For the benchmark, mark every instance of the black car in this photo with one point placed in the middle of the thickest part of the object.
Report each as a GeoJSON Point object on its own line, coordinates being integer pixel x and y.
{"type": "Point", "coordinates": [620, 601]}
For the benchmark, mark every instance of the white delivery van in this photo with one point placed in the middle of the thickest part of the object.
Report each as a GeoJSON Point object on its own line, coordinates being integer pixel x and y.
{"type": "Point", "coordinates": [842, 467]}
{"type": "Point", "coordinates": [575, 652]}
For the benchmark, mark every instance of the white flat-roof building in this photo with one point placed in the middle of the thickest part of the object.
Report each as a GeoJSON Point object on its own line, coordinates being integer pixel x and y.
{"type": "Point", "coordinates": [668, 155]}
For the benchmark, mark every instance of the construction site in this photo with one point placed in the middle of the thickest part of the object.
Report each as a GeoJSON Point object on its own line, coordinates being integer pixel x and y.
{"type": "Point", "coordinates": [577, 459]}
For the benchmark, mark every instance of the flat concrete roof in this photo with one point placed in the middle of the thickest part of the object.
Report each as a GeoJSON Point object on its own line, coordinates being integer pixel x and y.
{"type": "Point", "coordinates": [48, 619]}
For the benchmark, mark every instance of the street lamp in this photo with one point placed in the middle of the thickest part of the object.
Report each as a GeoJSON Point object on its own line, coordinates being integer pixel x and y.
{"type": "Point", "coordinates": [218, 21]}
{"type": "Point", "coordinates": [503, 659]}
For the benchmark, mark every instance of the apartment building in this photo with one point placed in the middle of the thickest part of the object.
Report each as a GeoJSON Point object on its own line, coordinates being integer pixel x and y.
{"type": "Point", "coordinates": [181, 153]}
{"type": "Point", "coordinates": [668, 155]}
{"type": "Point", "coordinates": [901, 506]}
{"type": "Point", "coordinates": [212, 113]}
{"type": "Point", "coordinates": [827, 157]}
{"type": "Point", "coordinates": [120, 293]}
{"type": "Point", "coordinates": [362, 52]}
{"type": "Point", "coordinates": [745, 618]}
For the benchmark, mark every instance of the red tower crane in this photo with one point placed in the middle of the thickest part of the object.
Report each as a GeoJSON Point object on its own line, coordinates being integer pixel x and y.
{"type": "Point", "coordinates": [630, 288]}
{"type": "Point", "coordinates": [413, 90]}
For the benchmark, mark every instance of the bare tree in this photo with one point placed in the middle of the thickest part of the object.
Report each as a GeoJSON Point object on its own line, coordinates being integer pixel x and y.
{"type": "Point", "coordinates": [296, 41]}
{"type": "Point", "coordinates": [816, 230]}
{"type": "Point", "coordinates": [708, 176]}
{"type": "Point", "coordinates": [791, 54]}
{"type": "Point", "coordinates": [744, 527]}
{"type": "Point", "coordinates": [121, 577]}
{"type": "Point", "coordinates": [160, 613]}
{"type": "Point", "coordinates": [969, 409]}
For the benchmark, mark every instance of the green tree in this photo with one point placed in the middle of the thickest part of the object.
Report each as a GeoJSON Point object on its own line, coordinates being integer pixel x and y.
********
__What the exercise asks__:
Exactly as shown above, return every record.

__Result of the task__:
For the benchmark, mark every instance of the black car in this photo with one point placed in the middle of the thickest part of the object.
Report each as a GeoJSON Point object on its own line, coordinates being integer pixel x and y.
{"type": "Point", "coordinates": [620, 601]}
For the benchmark, mark every instance of the white delivery van in this photo with one point placed in the middle of the thickest part of the object.
Report each as a GeoJSON Point object on its own line, coordinates being integer pixel x and y.
{"type": "Point", "coordinates": [842, 467]}
{"type": "Point", "coordinates": [575, 652]}
For the benchmark, mark every instance of the white flat-roof building in this photo with one point placed in the middle of the thickest part of the object.
Report each as a GeoJSON Point object on its own line, coordinates being integer pixel x and y.
{"type": "Point", "coordinates": [668, 155]}
For the benchmark, mark every instance of the construction site in this photo with one point placed in the middle of the thickest part of the object.
Report each as a GeoJSON Point object on its own line, coordinates being integer pixel x and y.
{"type": "Point", "coordinates": [577, 459]}
For the benchmark, mark every instance of the flat concrete roof in this photo with one point placed in the middle of the thickest part of the object.
Report each as a GeoJSON Point object on its own line, coordinates being integer pixel x and y.
{"type": "Point", "coordinates": [48, 619]}
For the benchmark, mark every instance of the street lamp in this photo with one point placed in the middle of the thickest part of the object.
Report each as a GeoJSON Point object on its own line, coordinates being integer pixel x and y.
{"type": "Point", "coordinates": [218, 21]}
{"type": "Point", "coordinates": [503, 659]}
For the benchmark, mark every instance of the apartment building in this photo with one point placed in the middle of the thickest part of the object.
Report each as a GeoJSON Point object on its own line, coordinates being integer pixel x and y.
{"type": "Point", "coordinates": [181, 153]}
{"type": "Point", "coordinates": [668, 155]}
{"type": "Point", "coordinates": [901, 506]}
{"type": "Point", "coordinates": [212, 113]}
{"type": "Point", "coordinates": [827, 157]}
{"type": "Point", "coordinates": [120, 293]}
{"type": "Point", "coordinates": [362, 52]}
{"type": "Point", "coordinates": [745, 618]}
For the benchmark, mark every instance of the red tower crane in this photo with one point placed in the middle of the thickest part of the object.
Report each as a GeoJSON Point object on its own line, coordinates being integer pixel x and y.
{"type": "Point", "coordinates": [630, 288]}
{"type": "Point", "coordinates": [413, 90]}
For the benchmark, mark every instance of the bare tree in this photo with one point placed in the middle of the thickest part of the object.
Report each as a GeoJSON Point object on its own line, coordinates being integer pixel x and y.
{"type": "Point", "coordinates": [296, 41]}
{"type": "Point", "coordinates": [816, 230]}
{"type": "Point", "coordinates": [708, 176]}
{"type": "Point", "coordinates": [791, 54]}
{"type": "Point", "coordinates": [744, 527]}
{"type": "Point", "coordinates": [121, 577]}
{"type": "Point", "coordinates": [160, 613]}
{"type": "Point", "coordinates": [969, 409]}
For the benchmark, mark every instance of the green tree in this photo with one point placed in the middle of the thickest part of the object.
Report each as a GeoJSON Point object on its own line, coordinates being integer pixel x and y.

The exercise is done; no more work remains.